Stated problem => Copy out the entries from the line containing "Pinpoint ground in" through the line containing "[[128, 21, 199, 140]]", both included, keeping every line. Multiply each bounding-box coordinate by 1.25 and round it to a whole number, rounding halves up.
- - - - -
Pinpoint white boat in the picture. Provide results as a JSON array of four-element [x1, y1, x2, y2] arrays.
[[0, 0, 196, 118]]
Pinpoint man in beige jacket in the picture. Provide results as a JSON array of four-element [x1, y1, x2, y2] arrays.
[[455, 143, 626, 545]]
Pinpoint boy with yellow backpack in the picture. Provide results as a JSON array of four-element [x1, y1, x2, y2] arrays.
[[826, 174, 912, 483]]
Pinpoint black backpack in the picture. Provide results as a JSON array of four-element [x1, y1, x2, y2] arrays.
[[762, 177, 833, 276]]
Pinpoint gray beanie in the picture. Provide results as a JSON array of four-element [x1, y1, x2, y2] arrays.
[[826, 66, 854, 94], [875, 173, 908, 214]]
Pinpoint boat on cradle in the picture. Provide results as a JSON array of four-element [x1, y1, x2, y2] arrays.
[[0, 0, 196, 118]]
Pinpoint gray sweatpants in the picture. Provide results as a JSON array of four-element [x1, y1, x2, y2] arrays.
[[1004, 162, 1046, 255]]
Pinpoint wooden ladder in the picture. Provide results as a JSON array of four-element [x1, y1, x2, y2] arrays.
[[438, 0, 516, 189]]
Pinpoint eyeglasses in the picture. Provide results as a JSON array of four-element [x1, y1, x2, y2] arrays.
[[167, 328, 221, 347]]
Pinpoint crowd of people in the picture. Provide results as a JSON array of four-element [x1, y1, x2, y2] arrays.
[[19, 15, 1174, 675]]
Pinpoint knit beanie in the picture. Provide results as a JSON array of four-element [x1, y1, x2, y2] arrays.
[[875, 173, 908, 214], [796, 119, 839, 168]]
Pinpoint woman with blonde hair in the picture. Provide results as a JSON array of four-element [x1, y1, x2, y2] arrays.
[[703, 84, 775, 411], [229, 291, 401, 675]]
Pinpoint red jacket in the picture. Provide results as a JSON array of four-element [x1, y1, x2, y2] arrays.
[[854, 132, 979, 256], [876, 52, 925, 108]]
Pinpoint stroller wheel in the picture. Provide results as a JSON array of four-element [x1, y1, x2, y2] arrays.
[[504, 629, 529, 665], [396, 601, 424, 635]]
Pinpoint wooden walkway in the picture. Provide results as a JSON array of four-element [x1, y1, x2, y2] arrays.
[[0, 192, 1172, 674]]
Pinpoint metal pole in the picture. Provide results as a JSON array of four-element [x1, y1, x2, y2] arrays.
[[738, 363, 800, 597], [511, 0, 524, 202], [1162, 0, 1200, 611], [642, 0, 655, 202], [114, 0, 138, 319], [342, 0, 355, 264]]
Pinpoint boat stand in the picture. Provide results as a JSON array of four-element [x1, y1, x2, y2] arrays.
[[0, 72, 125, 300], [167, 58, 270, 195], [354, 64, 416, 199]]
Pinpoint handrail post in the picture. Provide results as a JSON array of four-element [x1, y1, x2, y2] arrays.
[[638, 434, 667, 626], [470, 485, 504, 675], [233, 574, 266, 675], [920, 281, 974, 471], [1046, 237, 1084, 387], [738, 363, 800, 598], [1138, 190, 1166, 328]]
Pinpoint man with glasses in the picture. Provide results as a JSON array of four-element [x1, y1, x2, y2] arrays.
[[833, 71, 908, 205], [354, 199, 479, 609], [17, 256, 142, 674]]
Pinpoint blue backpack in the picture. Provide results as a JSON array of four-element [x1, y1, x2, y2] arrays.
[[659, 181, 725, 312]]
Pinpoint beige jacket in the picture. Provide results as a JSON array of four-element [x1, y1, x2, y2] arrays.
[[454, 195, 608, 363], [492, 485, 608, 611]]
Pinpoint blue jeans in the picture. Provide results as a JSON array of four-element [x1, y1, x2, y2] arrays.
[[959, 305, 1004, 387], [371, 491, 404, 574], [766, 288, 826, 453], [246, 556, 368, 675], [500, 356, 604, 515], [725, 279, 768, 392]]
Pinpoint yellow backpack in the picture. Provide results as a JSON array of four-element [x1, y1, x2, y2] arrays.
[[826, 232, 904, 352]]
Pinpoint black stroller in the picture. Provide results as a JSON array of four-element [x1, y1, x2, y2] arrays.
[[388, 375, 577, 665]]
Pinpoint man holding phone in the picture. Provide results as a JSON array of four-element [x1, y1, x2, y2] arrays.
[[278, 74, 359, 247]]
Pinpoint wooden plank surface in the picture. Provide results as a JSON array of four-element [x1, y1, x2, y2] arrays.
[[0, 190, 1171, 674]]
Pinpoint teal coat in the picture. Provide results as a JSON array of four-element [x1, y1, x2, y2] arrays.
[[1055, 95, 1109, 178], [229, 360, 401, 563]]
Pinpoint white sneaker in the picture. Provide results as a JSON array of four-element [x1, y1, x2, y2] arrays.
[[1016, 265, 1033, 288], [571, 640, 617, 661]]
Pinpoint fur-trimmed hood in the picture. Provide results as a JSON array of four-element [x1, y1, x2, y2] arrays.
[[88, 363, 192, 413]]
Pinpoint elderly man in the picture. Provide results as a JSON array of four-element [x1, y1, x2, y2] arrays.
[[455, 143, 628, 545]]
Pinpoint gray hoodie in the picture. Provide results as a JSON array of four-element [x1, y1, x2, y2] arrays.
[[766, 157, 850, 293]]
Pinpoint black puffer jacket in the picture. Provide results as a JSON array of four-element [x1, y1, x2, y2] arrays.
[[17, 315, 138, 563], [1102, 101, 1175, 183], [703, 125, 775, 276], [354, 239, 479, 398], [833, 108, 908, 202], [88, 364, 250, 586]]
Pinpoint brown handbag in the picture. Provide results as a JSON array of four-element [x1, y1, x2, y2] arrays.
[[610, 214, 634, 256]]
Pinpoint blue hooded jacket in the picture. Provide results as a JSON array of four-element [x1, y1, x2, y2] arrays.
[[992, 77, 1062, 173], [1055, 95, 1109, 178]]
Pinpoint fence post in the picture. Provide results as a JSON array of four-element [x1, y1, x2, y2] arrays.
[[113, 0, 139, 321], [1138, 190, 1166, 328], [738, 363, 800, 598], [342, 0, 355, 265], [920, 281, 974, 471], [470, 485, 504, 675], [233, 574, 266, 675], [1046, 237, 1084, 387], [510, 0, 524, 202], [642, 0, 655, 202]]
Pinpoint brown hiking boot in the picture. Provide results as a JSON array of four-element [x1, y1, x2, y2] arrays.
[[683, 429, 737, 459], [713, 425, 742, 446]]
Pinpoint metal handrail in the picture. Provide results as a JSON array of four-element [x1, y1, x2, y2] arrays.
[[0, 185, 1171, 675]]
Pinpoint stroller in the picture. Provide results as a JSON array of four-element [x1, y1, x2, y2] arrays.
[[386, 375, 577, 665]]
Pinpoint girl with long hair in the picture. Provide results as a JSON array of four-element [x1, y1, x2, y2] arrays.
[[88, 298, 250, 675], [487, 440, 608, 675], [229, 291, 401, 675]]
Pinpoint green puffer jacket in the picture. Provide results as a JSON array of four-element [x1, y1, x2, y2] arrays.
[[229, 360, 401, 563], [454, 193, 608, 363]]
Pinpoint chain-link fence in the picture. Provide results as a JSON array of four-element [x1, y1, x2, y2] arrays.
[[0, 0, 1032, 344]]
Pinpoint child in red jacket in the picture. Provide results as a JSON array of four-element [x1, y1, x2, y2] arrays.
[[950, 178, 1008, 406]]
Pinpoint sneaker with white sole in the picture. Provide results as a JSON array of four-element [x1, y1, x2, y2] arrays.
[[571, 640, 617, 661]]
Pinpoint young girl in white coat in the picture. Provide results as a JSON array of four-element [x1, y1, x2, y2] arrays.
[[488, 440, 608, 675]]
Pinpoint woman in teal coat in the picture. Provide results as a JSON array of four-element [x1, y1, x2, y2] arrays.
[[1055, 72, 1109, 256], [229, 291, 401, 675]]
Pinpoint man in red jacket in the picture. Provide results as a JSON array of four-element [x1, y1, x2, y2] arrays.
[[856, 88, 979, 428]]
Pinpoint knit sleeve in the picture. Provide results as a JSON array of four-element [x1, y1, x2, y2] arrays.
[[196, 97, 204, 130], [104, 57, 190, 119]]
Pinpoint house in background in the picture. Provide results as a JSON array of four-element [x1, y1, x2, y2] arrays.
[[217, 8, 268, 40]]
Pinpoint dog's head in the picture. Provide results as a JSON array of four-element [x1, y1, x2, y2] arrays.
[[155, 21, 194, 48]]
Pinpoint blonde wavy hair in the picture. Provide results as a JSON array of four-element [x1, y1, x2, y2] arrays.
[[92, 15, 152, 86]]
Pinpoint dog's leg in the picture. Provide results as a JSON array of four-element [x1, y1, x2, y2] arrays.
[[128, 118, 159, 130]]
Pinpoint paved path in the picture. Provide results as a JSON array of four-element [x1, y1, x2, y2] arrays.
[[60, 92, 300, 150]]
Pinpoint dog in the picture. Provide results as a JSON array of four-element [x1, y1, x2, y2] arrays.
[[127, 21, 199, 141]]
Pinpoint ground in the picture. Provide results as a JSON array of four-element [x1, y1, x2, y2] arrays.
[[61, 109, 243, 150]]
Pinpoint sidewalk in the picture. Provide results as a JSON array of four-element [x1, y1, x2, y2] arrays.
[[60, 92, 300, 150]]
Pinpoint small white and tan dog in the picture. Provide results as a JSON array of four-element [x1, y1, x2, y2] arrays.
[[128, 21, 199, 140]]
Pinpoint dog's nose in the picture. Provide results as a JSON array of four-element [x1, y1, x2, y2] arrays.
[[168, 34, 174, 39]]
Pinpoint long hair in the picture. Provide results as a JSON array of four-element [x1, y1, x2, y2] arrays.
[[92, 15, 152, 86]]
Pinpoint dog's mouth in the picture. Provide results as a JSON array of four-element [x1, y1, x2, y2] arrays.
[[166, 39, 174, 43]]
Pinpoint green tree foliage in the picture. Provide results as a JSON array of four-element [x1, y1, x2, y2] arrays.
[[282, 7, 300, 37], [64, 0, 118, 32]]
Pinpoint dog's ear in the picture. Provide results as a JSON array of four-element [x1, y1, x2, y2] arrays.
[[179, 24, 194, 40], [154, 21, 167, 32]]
- - - - -
Result of this exercise =>
Pinpoint ground in the picture. Provide results as a JSON array of four-element [x1, y1, x2, y2] arrays.
[[76, 136, 304, 188]]
Pinpoint sidewalk in the picture. Provide results as a JSON array of four-element [x1, y1, x2, y2] arrays.
[[75, 115, 375, 188]]
Pinpoint small white and tan dog in the picture. Provide results as a JSON array of four-element [x1, y1, x2, y2] arrays.
[[160, 26, 249, 175]]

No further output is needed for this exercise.